PROBLEM REQUIREMENTS: In the records below, change "one dot per instance" to "one point per instance" everywhere it appears and leave every other line unchanged. Leave the pictures out of your answer.

+--

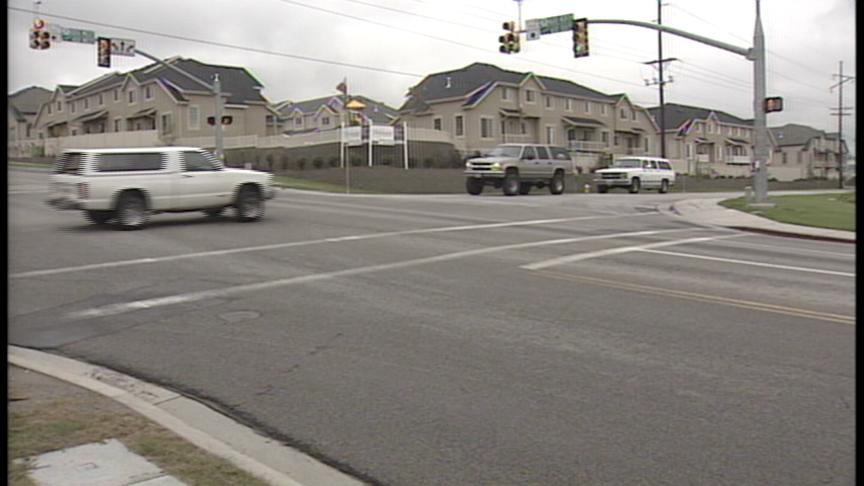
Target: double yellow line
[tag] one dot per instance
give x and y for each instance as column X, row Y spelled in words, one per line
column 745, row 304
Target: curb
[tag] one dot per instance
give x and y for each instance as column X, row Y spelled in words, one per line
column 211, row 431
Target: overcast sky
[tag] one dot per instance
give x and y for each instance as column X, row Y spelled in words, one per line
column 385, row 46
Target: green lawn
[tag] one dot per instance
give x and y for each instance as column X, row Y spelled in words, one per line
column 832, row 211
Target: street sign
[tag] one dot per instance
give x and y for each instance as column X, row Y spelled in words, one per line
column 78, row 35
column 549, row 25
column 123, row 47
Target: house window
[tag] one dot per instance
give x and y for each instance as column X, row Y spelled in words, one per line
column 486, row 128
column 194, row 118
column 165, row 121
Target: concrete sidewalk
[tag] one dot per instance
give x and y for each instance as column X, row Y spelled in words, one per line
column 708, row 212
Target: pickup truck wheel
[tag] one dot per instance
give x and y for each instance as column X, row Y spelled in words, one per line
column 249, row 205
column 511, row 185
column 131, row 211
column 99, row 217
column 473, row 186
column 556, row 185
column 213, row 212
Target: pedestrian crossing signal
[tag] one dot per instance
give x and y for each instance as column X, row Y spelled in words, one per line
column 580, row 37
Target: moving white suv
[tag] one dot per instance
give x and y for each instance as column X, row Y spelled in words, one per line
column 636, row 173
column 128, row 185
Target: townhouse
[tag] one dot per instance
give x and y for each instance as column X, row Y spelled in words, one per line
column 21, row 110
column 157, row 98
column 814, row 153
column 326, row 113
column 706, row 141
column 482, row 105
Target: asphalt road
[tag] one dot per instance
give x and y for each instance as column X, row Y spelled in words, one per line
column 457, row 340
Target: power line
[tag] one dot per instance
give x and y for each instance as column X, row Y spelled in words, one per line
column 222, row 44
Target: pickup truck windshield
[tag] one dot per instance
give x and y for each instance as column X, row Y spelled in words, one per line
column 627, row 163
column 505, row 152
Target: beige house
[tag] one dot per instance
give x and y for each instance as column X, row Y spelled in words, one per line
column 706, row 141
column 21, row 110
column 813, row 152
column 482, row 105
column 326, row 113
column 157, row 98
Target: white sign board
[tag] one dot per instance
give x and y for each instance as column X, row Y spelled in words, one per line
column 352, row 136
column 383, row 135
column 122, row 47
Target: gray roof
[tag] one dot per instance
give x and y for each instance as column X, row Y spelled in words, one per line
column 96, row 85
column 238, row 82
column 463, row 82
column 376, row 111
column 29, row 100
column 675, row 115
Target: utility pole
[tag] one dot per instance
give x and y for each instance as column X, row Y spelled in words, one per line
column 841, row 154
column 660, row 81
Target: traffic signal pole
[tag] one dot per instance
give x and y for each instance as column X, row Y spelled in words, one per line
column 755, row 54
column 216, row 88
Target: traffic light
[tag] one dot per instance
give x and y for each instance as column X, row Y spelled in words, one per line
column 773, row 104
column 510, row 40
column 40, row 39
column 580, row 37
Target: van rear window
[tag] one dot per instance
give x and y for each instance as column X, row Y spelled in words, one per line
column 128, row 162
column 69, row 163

+--

WRITTEN ANSWER:
Target: double yellow line
[tag] one point per instance
give x and y for each instance as column X, row Y spelled in words, one per line
column 745, row 304
Target: curb
[tag] one point per instance
give x and y for each instance as column X, row Y spelled in words, one per line
column 211, row 431
Target: overcast sky
[tag] one point per instance
give x and y for each instance as column X, row Y spelled in words, one per line
column 385, row 46
Target: green lawn
[tag] one point per instance
give x and y for each instance as column X, row Y spelled in words, one per line
column 832, row 211
Target: street sign
[tag] one point per instance
give x and y for each instance as column X, row Y spelled in words, one per line
column 78, row 35
column 549, row 25
column 123, row 47
Target: house window
[tag] one point per instance
give x and y for each instance as column X, row Y spelled in words, one per line
column 486, row 128
column 194, row 118
column 165, row 121
Target: concrete sidewalk
[tag] one point per instance
give x and y for each instance as column X, row Y spelled in words, one per line
column 708, row 212
Target: pickup truck wheel
[tag] one point per instance
give x and y for each instance as column X, row Y spelled in words, one per line
column 249, row 205
column 511, row 185
column 131, row 211
column 99, row 217
column 473, row 186
column 556, row 185
column 213, row 212
Target: pedestrian crossing signal
[tag] one point per instance
give x and y for each instance as column X, row Y spelled in words, one per line
column 580, row 37
Target: moving white suv
[tag] one point per instance
give x and y for each instance as column X, row Y spelled in words, one per line
column 636, row 173
column 128, row 185
Target: townhouse
[tag] one point per instance
give x and y for each instance as column X, row Y spelled in words, one per line
column 21, row 110
column 157, row 98
column 814, row 153
column 326, row 113
column 706, row 141
column 482, row 105
Target: asphalt road
[tag] one point per instance
give x and y for each instance as column X, row Y spelled in words, one per line
column 457, row 340
Target: power line
[tag] one point per instance
give x and y for each instance as column X, row Y spelled in words, one per line
column 222, row 44
Target: pickup truck windshield
[tag] one point per instance
give x and y for each instance as column X, row Y spelled in words, one per line
column 627, row 163
column 505, row 152
Target: beige house
[tag] one point per instance
give x and y for each instance as column X, row Y spelled in words, one per line
column 706, row 141
column 21, row 110
column 813, row 152
column 482, row 105
column 326, row 113
column 157, row 98
Target: white sign board
[tag] one point per instance
give x and y for each instance as column X, row Y spelled in words, one per line
column 352, row 136
column 383, row 135
column 122, row 47
Target: gray roof
[tag] one point per instance
give x and y for each instance as column X, row Y spelled in words, one per line
column 96, row 85
column 238, row 82
column 463, row 82
column 376, row 111
column 29, row 100
column 675, row 115
Target: utility pole
[tag] one point per instance
give x and y for each instance as column X, row Y spelled in words, one per line
column 841, row 154
column 660, row 81
Target: traffic signal pole
[tag] one point per instance
give x and y for each instance as column X, row Y spelled in words, one per line
column 755, row 54
column 216, row 88
Target: traffic light
[tag] one point per instance
give x and y for each instance as column X, row Y spelled in words, one per line
column 773, row 104
column 510, row 40
column 40, row 39
column 580, row 37
Target: van rear window
[tag] one point per instance
give x and y for each instance as column X, row Y spelled in words, one per line
column 128, row 162
column 69, row 163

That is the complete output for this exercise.